═══ Dataset excerpts

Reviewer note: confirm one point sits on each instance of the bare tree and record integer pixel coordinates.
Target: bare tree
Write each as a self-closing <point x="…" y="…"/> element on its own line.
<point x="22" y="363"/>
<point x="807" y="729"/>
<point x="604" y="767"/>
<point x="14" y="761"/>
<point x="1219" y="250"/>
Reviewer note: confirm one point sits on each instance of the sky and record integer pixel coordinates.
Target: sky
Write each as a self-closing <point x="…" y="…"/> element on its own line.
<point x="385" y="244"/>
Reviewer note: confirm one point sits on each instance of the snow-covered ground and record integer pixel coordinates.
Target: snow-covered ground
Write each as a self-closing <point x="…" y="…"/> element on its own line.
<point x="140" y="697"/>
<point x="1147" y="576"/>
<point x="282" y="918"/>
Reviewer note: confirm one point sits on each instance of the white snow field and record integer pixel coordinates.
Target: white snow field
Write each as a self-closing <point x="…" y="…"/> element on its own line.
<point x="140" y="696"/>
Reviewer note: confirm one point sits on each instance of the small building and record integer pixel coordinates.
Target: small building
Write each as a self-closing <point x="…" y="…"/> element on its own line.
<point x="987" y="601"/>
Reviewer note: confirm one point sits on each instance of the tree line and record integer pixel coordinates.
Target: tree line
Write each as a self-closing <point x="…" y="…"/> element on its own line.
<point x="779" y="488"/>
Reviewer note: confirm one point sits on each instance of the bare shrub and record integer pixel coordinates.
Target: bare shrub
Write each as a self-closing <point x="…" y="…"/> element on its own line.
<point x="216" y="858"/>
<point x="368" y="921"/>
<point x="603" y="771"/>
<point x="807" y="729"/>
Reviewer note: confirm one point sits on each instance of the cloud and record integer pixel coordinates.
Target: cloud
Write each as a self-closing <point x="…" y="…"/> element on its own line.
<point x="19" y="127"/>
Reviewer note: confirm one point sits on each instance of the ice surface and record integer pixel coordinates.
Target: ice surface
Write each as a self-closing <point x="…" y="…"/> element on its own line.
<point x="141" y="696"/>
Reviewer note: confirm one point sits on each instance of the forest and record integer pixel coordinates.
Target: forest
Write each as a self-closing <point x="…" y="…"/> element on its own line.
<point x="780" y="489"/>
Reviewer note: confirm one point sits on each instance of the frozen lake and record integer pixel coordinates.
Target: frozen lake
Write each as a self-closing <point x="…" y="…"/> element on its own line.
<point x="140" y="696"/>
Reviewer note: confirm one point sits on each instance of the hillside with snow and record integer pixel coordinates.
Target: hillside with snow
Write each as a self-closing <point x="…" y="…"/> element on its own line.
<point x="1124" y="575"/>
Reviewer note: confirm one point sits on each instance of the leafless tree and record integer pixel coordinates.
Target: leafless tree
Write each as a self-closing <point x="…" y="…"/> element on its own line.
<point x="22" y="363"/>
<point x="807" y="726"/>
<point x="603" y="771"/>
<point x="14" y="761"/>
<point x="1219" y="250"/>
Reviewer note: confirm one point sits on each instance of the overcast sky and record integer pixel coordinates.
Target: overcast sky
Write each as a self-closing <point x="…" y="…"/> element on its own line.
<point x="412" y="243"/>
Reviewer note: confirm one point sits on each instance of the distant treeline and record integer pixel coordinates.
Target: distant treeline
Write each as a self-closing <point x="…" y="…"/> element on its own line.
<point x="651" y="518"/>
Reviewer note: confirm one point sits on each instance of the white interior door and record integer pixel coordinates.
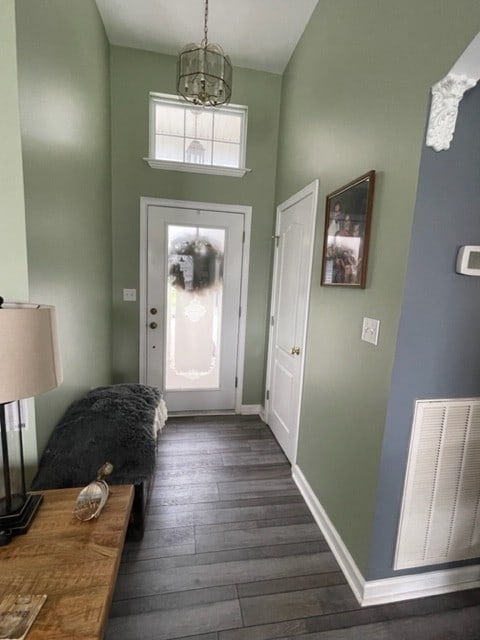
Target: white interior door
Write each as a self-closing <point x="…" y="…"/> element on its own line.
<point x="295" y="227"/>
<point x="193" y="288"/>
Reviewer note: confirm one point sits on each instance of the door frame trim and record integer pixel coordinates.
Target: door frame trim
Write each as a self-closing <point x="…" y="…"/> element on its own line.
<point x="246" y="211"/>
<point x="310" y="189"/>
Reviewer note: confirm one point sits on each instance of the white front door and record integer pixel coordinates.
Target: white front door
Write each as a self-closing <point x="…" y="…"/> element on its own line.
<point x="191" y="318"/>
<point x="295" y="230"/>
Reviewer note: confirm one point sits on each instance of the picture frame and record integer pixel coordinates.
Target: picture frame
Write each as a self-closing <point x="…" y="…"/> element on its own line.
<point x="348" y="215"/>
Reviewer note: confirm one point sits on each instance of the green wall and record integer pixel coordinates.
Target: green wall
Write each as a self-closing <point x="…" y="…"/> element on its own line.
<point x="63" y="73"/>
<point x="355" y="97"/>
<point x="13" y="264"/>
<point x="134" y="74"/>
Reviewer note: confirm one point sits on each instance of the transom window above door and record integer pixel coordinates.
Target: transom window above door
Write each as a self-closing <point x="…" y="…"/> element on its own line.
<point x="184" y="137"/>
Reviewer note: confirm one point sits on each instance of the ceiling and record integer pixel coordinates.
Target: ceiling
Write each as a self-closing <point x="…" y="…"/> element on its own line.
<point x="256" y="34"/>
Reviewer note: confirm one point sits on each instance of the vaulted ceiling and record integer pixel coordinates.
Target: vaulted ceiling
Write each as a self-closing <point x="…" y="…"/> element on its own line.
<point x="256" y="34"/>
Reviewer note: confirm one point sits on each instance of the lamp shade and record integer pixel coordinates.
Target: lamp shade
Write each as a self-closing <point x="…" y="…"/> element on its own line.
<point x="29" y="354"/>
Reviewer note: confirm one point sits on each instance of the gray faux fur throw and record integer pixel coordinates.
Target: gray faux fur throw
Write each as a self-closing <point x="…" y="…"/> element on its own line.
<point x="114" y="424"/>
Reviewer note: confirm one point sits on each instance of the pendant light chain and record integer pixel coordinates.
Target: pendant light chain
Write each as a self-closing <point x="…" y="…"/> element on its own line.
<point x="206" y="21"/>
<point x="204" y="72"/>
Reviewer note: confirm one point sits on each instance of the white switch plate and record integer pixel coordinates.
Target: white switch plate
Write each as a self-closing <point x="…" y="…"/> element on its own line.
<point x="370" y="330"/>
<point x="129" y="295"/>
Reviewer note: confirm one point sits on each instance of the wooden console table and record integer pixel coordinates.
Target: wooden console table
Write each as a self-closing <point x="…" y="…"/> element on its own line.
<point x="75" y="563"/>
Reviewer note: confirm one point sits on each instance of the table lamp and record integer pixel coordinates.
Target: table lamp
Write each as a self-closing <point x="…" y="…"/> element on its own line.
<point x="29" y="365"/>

══════
═══ Dataset excerpts

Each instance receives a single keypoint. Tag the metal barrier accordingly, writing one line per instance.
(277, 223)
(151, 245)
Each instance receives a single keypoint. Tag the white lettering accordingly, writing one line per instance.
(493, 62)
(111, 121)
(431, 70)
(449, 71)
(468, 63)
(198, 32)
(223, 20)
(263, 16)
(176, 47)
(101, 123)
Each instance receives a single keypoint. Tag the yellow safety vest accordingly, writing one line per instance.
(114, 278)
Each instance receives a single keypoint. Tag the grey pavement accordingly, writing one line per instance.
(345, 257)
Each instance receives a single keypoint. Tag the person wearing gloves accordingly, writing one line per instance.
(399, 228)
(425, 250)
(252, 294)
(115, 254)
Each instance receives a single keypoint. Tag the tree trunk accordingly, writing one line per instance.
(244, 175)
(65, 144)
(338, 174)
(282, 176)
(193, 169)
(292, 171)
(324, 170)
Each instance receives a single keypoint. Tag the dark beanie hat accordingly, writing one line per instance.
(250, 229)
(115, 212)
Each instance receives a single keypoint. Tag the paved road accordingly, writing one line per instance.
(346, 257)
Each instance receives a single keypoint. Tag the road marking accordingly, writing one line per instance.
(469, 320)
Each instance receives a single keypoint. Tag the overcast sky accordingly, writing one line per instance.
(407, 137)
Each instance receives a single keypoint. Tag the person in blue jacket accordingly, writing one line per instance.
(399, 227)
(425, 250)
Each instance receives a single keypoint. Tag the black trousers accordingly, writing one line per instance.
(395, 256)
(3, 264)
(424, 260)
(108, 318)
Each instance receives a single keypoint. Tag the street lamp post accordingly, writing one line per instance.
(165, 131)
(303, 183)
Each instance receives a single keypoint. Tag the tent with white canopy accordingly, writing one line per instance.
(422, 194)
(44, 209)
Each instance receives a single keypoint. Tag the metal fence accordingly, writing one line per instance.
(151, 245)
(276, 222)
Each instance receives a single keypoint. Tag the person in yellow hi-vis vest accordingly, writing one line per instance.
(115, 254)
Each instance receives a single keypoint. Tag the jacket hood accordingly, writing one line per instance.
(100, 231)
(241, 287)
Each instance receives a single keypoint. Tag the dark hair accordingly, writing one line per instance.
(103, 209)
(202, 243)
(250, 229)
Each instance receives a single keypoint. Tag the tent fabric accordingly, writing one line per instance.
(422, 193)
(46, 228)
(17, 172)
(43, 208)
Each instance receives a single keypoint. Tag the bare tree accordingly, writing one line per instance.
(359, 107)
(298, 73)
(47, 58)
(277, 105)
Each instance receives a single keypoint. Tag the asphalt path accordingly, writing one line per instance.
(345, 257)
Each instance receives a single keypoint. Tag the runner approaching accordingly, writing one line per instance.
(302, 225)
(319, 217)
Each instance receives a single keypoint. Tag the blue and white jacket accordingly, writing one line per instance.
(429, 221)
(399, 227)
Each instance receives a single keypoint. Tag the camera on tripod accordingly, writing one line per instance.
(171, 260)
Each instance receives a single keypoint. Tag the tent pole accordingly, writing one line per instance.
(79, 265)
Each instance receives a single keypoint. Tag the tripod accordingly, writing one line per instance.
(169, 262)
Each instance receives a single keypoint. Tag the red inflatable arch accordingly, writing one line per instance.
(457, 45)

══════

**Aim**
Filter the items above and copy out every line that contains the word "cloud".

**Solution to this task**
Reviewer note: confirm one point sits on each instance of the cloud and record integer pixel coordinates.
Target: cloud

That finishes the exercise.